SUPPLIED DATA:
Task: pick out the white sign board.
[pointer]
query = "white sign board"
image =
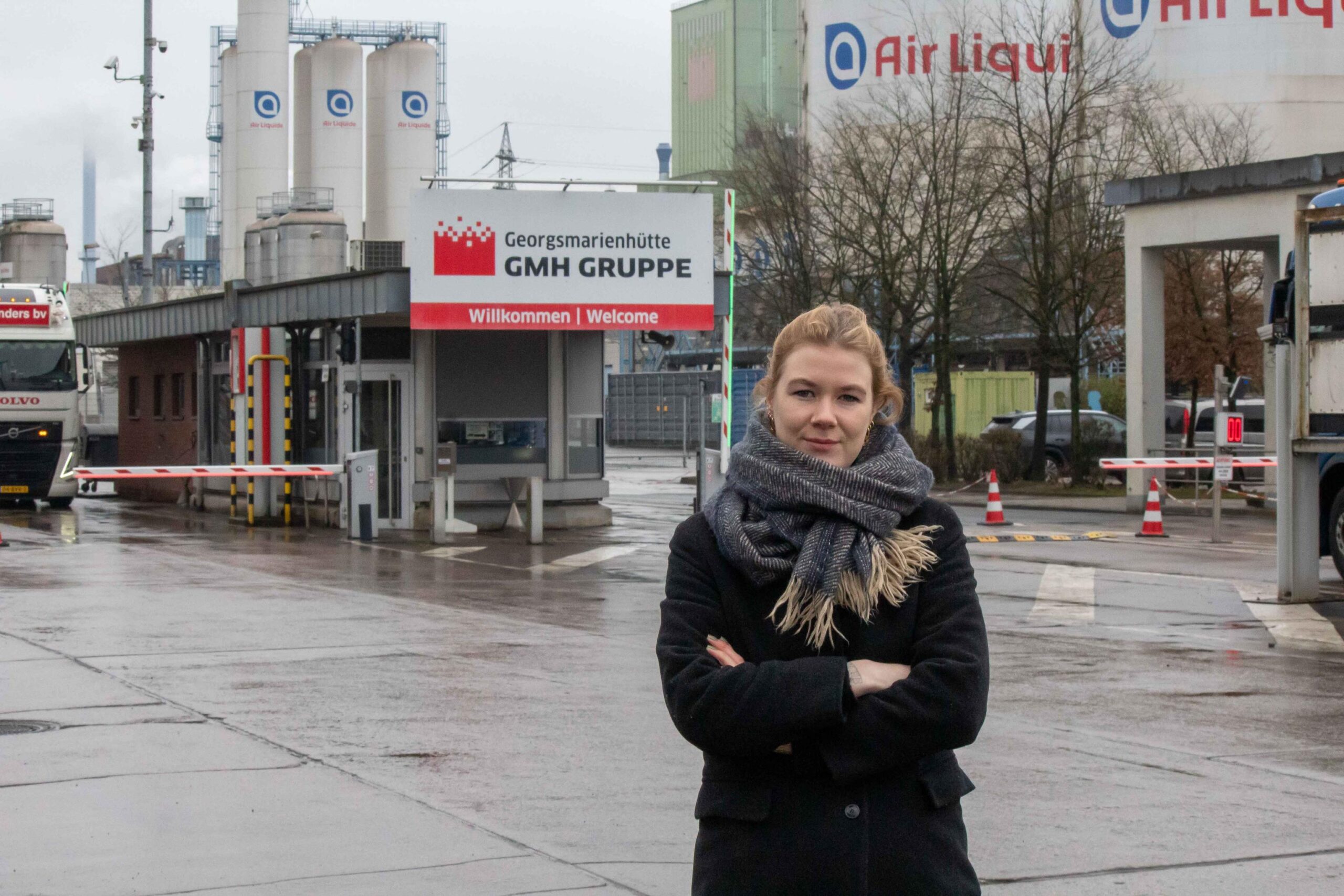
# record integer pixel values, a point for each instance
(558, 260)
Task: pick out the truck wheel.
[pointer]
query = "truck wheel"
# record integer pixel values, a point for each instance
(1335, 531)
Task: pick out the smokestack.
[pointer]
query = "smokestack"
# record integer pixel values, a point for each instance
(89, 257)
(664, 160)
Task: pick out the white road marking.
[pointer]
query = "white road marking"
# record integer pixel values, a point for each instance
(1066, 594)
(563, 565)
(452, 553)
(1294, 625)
(586, 558)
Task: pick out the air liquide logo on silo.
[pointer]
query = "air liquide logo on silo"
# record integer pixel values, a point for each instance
(267, 102)
(414, 104)
(464, 250)
(339, 102)
(847, 54)
(1124, 16)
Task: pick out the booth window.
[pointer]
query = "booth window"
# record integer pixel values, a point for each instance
(179, 395)
(585, 445)
(496, 441)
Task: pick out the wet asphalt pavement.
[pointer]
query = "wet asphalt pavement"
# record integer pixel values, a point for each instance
(287, 712)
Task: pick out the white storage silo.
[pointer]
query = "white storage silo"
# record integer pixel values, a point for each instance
(375, 164)
(303, 119)
(232, 261)
(33, 242)
(337, 102)
(261, 107)
(401, 135)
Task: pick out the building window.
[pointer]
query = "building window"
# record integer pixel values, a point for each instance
(179, 395)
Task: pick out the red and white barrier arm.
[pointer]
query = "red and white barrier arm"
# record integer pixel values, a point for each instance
(1178, 462)
(206, 472)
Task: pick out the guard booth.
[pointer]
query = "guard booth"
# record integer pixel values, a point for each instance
(492, 345)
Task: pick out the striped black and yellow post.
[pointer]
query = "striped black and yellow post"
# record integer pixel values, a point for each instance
(252, 446)
(289, 488)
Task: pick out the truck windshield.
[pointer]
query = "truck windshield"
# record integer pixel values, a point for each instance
(37, 367)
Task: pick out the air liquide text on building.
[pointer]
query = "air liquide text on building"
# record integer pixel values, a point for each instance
(530, 260)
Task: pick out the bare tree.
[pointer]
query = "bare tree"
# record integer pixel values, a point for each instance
(1211, 296)
(958, 198)
(1057, 100)
(779, 210)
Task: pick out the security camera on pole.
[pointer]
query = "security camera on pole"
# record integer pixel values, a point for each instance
(145, 121)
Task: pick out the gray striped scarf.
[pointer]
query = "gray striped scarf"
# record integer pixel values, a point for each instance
(832, 531)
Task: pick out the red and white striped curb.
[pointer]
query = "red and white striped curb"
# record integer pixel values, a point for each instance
(214, 471)
(1178, 462)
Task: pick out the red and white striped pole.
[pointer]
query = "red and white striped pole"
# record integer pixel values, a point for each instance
(995, 505)
(1152, 527)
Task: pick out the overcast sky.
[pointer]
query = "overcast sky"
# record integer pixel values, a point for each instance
(585, 82)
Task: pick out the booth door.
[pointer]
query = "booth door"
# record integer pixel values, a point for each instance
(385, 425)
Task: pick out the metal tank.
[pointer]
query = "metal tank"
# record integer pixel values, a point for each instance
(303, 119)
(337, 104)
(261, 105)
(269, 231)
(312, 237)
(401, 135)
(1278, 61)
(252, 244)
(232, 261)
(375, 166)
(33, 242)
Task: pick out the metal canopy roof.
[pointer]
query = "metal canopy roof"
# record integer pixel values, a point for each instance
(1278, 174)
(320, 299)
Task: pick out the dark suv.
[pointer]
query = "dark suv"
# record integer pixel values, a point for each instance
(1059, 436)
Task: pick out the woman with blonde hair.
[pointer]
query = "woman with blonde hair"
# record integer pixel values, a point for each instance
(822, 641)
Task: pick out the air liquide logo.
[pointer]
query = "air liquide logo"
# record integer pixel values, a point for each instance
(847, 54)
(414, 104)
(339, 102)
(1122, 16)
(464, 250)
(267, 104)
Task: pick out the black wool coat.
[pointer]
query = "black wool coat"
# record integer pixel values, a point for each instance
(869, 803)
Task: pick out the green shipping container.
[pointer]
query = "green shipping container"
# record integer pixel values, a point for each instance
(976, 397)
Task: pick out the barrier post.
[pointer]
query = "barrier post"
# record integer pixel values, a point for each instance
(252, 445)
(289, 444)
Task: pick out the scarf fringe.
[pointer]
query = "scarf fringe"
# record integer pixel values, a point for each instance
(897, 562)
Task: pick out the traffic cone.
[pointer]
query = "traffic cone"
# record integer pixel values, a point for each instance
(1152, 515)
(995, 505)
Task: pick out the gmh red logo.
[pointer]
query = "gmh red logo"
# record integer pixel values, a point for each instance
(464, 250)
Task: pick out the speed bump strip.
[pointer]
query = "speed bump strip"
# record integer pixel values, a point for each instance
(1010, 539)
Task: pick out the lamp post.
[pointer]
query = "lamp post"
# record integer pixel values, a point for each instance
(147, 148)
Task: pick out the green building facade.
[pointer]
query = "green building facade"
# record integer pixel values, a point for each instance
(731, 61)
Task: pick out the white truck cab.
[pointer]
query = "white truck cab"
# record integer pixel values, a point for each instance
(42, 374)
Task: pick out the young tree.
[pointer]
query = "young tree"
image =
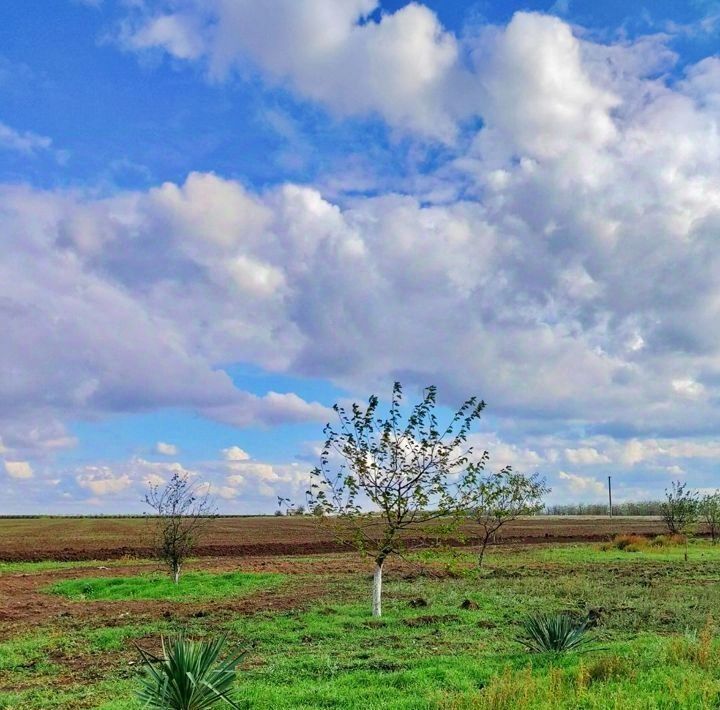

WORK ITEM:
How many lines of the data contain "cone"? Work it out and give only the number.

RESPONSE AREA:
2